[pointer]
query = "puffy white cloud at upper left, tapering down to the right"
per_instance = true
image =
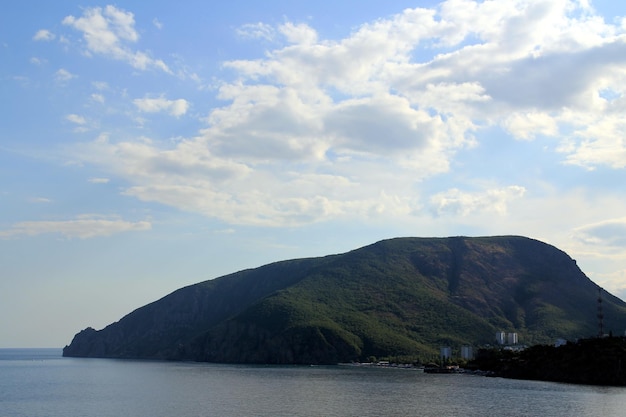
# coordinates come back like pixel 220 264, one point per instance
pixel 110 32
+ + + + + + +
▸ Work item
Omitting the images, output each record precisely as written.

▸ Answer to this task
[pointer]
query = "puffy white cloud at upper left, tapering down to the right"
per_instance = true
image =
# coordinates come back like pixel 220 264, one point per instance
pixel 110 32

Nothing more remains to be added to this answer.